Your goal: Output the data below exactly as it is, dropping the pictures from your copy.

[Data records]
====

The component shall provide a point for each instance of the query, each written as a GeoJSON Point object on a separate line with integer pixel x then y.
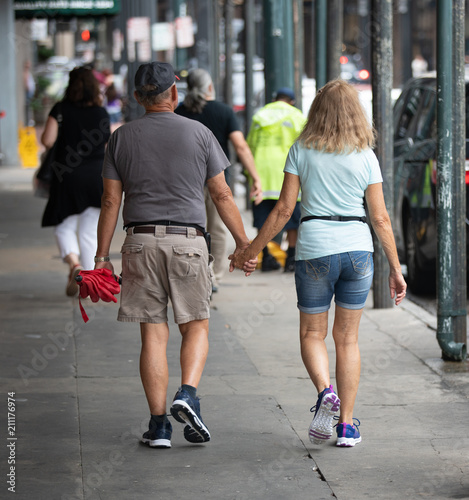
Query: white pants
{"type": "Point", "coordinates": [78, 234]}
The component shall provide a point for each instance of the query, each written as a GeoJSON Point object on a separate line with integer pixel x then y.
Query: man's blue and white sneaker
{"type": "Point", "coordinates": [158, 434]}
{"type": "Point", "coordinates": [327, 406]}
{"type": "Point", "coordinates": [186, 410]}
{"type": "Point", "coordinates": [348, 435]}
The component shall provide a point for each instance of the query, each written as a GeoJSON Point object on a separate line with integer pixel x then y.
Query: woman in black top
{"type": "Point", "coordinates": [80, 125]}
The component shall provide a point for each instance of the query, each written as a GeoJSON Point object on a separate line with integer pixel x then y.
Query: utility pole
{"type": "Point", "coordinates": [298, 37]}
{"type": "Point", "coordinates": [278, 24]}
{"type": "Point", "coordinates": [249, 34]}
{"type": "Point", "coordinates": [228, 93]}
{"type": "Point", "coordinates": [321, 43]}
{"type": "Point", "coordinates": [382, 76]}
{"type": "Point", "coordinates": [335, 34]}
{"type": "Point", "coordinates": [448, 187]}
{"type": "Point", "coordinates": [459, 295]}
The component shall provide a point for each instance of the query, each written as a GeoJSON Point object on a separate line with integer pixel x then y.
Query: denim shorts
{"type": "Point", "coordinates": [347, 275]}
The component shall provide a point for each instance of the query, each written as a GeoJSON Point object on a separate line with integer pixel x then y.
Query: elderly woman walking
{"type": "Point", "coordinates": [333, 165]}
{"type": "Point", "coordinates": [80, 125]}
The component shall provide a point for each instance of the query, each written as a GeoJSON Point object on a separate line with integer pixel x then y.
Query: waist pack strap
{"type": "Point", "coordinates": [338, 218]}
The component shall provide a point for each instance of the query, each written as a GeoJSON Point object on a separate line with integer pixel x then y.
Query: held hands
{"type": "Point", "coordinates": [240, 260]}
{"type": "Point", "coordinates": [256, 192]}
{"type": "Point", "coordinates": [397, 286]}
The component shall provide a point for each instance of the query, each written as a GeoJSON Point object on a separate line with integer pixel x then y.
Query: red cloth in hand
{"type": "Point", "coordinates": [97, 284]}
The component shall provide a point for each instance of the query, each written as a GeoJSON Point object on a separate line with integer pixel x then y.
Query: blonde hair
{"type": "Point", "coordinates": [337, 122]}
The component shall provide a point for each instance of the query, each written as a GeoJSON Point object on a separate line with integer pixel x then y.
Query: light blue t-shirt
{"type": "Point", "coordinates": [332, 184]}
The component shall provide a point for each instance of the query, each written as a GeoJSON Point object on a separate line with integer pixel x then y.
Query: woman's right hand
{"type": "Point", "coordinates": [397, 286]}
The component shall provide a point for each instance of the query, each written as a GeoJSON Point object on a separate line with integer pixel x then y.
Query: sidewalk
{"type": "Point", "coordinates": [80, 408]}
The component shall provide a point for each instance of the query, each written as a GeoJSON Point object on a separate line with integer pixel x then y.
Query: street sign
{"type": "Point", "coordinates": [28, 147]}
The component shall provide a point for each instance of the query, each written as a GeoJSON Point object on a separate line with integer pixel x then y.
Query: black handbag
{"type": "Point", "coordinates": [43, 175]}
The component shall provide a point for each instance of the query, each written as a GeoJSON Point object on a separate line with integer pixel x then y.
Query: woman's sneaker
{"type": "Point", "coordinates": [158, 434]}
{"type": "Point", "coordinates": [327, 406]}
{"type": "Point", "coordinates": [348, 435]}
{"type": "Point", "coordinates": [186, 410]}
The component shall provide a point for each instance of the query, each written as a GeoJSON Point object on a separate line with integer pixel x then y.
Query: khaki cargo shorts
{"type": "Point", "coordinates": [159, 266]}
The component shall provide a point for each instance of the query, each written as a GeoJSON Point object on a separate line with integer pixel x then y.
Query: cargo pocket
{"type": "Point", "coordinates": [185, 263]}
{"type": "Point", "coordinates": [132, 261]}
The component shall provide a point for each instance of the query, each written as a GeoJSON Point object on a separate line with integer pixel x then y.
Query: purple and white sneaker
{"type": "Point", "coordinates": [327, 407]}
{"type": "Point", "coordinates": [348, 435]}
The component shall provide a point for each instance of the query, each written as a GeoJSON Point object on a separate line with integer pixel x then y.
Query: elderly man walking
{"type": "Point", "coordinates": [161, 162]}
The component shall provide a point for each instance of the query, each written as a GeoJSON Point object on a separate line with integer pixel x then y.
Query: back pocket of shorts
{"type": "Point", "coordinates": [185, 263]}
{"type": "Point", "coordinates": [132, 255]}
{"type": "Point", "coordinates": [361, 262]}
{"type": "Point", "coordinates": [318, 268]}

====

Exercise answer:
The component shall provide a point for each instance of the query, each written as a GeoJSON Point object on a separate line with integer pixel x then y.
Query: white pants
{"type": "Point", "coordinates": [78, 234]}
The component shall provide a point for each instance of the query, each written as a GeoJSON Point object on a separate line with integer pixel x then y.
Query: man's blue and white sneaker
{"type": "Point", "coordinates": [158, 434]}
{"type": "Point", "coordinates": [327, 406]}
{"type": "Point", "coordinates": [186, 410]}
{"type": "Point", "coordinates": [348, 435]}
The component shall provide a point for each instance of the query, each written as a GeoJSON Point object on a separate line with integer pixel x then y.
Query: woman in black top
{"type": "Point", "coordinates": [80, 125]}
The component shall provide a point for each instance of the query, each written as a GeoJSON Point object on a separate line with integer pixel x then y.
Query: utility pole
{"type": "Point", "coordinates": [298, 37]}
{"type": "Point", "coordinates": [278, 24]}
{"type": "Point", "coordinates": [249, 34]}
{"type": "Point", "coordinates": [228, 93]}
{"type": "Point", "coordinates": [321, 43]}
{"type": "Point", "coordinates": [382, 76]}
{"type": "Point", "coordinates": [335, 34]}
{"type": "Point", "coordinates": [448, 187]}
{"type": "Point", "coordinates": [459, 295]}
The component shall provide a point for each instance of the query, each written as a GeoJSON Point object on a separate line with integer pixel x then y.
Query: denim shorts
{"type": "Point", "coordinates": [347, 275]}
The component shall provide a point for each instance of the query, each written as a GeoJSON Point object on a separate line with integer pixel x then y.
Query: elderly woman walking
{"type": "Point", "coordinates": [333, 165]}
{"type": "Point", "coordinates": [80, 125]}
The component shall provide a point for each instance of the query, each written as a GeoJSON Point object on a separate line with integer pixel x then y.
Query: waist pack strap
{"type": "Point", "coordinates": [338, 218]}
The component shall provide a point for each instance of the query, each written as a GeoJSON Point object on a separate line with integer pixel x then y.
Query: held hands
{"type": "Point", "coordinates": [240, 260]}
{"type": "Point", "coordinates": [256, 192]}
{"type": "Point", "coordinates": [397, 286]}
The component shall provide a point for each instance of the query, each written as a GeoJSON Point object on a separate line with integer pixel x then y.
Query: red cloth in hand
{"type": "Point", "coordinates": [97, 284]}
The component shall provide a point for each instance of the query, each written as a GeoJSON Point object on a separate line with integer pixel x then y.
Query: blonde hair
{"type": "Point", "coordinates": [337, 122]}
The component shall provide a point for each instance of the query, each written as a GeoJSON Point object on a separate line with integer pixel x then y.
Query: light blue t-shirt
{"type": "Point", "coordinates": [332, 184]}
The component shall provide a point for each instance of the query, each written as a GeoJSON Point object on a separate line with integer pixel x then y.
Query: woman's right hand
{"type": "Point", "coordinates": [397, 286]}
The component shall provide a point for each instance of the query, each written as a GeoJSON Point object on a separate line with integer pixel x then y.
Query: sidewalk
{"type": "Point", "coordinates": [80, 408]}
The component shall provide a point for each instance of the query, each written as a GeoJSON Point object on a separate line with integer pixel x then y.
Query: street sign
{"type": "Point", "coordinates": [28, 147]}
The component shall provide a point for each instance of the query, each written as a GeoJSON Point object on a separate line with integer pixel x then y.
Query: black handbag
{"type": "Point", "coordinates": [43, 175]}
The component shall provide a point for each instance of the query, each written as a GeoJSON Point object on a separate line with integer pixel x then y.
Query: woman's sneaker
{"type": "Point", "coordinates": [158, 434]}
{"type": "Point", "coordinates": [327, 406]}
{"type": "Point", "coordinates": [348, 435]}
{"type": "Point", "coordinates": [186, 410]}
The component shall provide a point for each instance of the query, each written as a GeoJSON Point object on a separate line with integer pixel x then y.
Query: khaki cargo shorts
{"type": "Point", "coordinates": [159, 266]}
The component shall provide a point for each instance of the query, each written as a GeoJSON Point object on a separate line with integer pixel x then y.
Query: cargo pocket
{"type": "Point", "coordinates": [185, 263]}
{"type": "Point", "coordinates": [132, 261]}
The component shall provide a point for each instance of the query, each written as a GeoJSON Point object on a separate line with integer pixel x then y.
Query: purple and white sneaker
{"type": "Point", "coordinates": [327, 407]}
{"type": "Point", "coordinates": [348, 435]}
The component shall provide a point for each instance of the query, each written as a GeoJSON Point object on a separate line with integer pixel x then y.
Query: elderly man walking
{"type": "Point", "coordinates": [161, 162]}
The component shall provide a point for each instance of the query, each written as a GeoJSON Point object on a separate line with integer pixel x then y.
Query: back pocket of shorts
{"type": "Point", "coordinates": [185, 263]}
{"type": "Point", "coordinates": [132, 255]}
{"type": "Point", "coordinates": [361, 262]}
{"type": "Point", "coordinates": [318, 268]}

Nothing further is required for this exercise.